» Sección de texto
◆ ◆ ◆

Hay algo en la literatura de Pamuk, en su centro vital, similar a la escritura de Roberto Bolaño: da ganas de escribir. Impulsa a la desmesura, al sinsentido de las historias, a la velocidad del pensamiento. El castillo blanco, su tercer libro, es quizá una buena introducción a su obra. Esta novela le dio fama mundial cuando se publicó en Estados Unidos, ya que John Updike la elogió fervorosamente. En El castillo blanco la prosa de Pamuk todavía no sufrió la intervención catártica que iba a sufrir en El libro negro, la novela inmediatamente posterior. Es contenida, seca, como le gusta a los yanquis. Se narra una fábula que se le hubiera podido ocurrir a Borges o a Calvino. Y también tiene algo en su trama que recuerda a El entenado de Saer. En mi caso, la estoy leyendo bajo el influjo de los libros mayores (La vida nueva, El libro negro). ¿Cómo sería empezar en Joyce por el Ulises para recalar por último en Dublineses? Y otra pregunta: ¿Cómo sería leer a Pamuk en turco, su lengua original? Una cosa es ver el astro en el cielo, y sentirse influído por su presión cósmica o su belleza en el atardecer, pero otra es poder caminar por los grandes lechos marcianos, pisando la tierra roja que tanto ha exacerbado nuestra imaginación. Sea como fuere, algo del mensaje llega, el influjo se las arregla para ser transmitido. En la repisa todavía me esperan Nieve –una novela política y casi documental– y Me llamo Rojo, “un mosaico de voces que nos introduce en el esplendor y la decadencia del imperio turco”, según dice alguien en la contratapa. Pero mejor volvamos al comienzo: “Un día leí un libro y toda mi vida cambió”.

◆ ◆ ◆

» Datos
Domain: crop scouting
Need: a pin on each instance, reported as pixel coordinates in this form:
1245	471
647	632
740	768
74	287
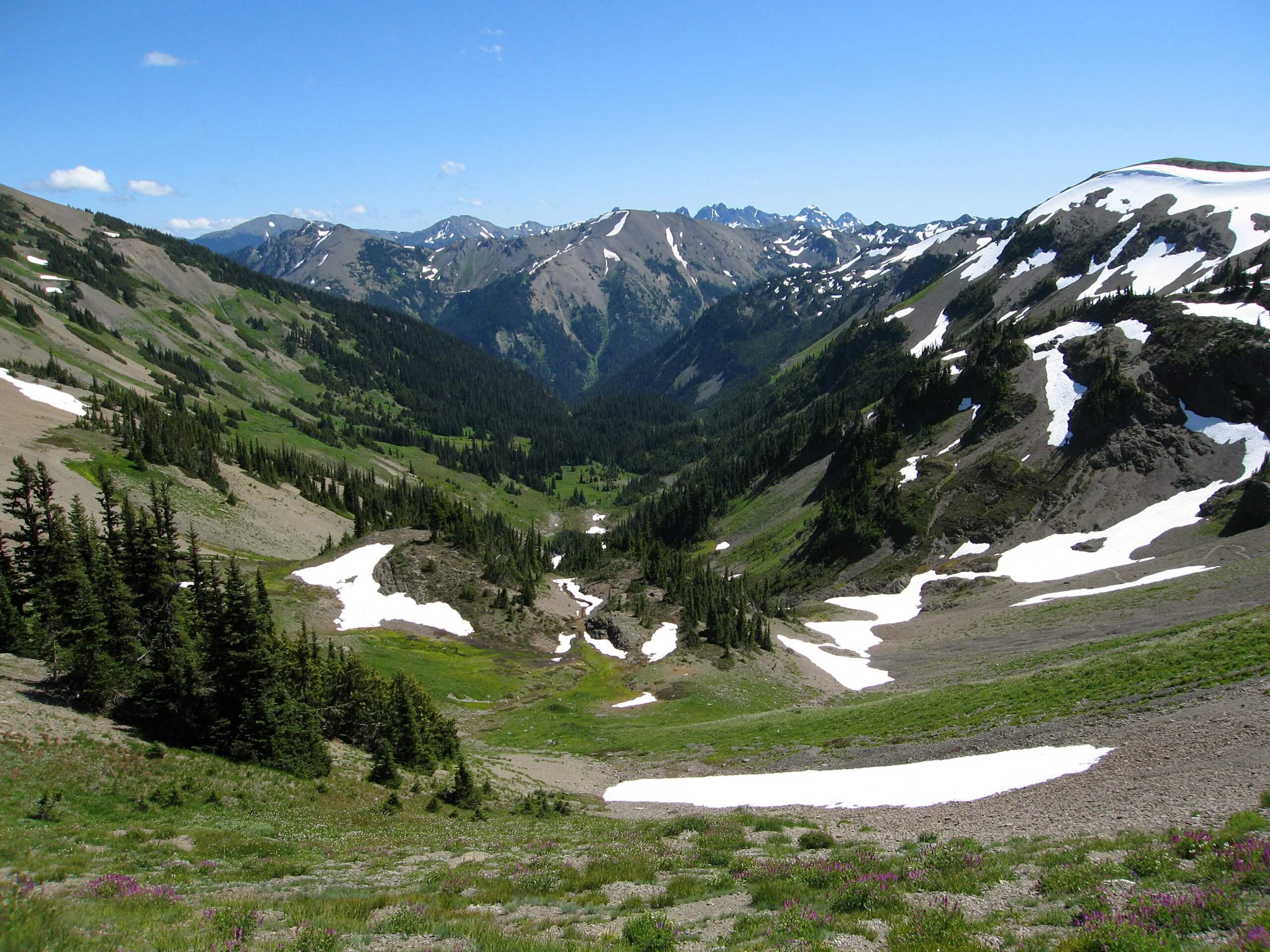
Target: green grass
451	667
1197	655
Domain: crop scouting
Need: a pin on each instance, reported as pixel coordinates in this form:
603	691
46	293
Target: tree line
132	622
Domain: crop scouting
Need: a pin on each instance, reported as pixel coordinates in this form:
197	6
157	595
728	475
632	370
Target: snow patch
935	338
661	643
619	226
1061	391
645	699
590	603
1144	581
365	606
604	647
1246	313
42	394
1135	330
917	785
907	474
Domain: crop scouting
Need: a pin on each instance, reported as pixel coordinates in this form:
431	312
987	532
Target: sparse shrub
816	839
649	933
1150	864
314	940
382	766
943	927
49	808
541	805
698	824
868	892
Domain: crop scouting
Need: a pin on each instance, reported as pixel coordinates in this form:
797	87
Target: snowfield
365	606
935	338
661	643
42	394
619	226
1241	193
1246	313
907	474
1144	581
985	259
645	699
1135	330
604	647
1257	446
590	603
1061	391
924	783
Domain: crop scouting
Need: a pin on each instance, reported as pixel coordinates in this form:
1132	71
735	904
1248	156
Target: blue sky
394	116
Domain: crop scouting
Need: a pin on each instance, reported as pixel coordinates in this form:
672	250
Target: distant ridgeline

◆ ◆ ◆

Responda, según el texto sobre Pamuk:
(a) ¿Qué lugar ocupa El castillo blanco entre los libros del autor?
(b) ¿Quién elogió fervorosamente esa novela cuando se publicó en Estados Unidos?
(c) ¿Cómo se describe la novela Nieve?

» Respuesta
(a) Es su tercer libro.
(b) John Updike.
(c) Como una novela política y casi documental.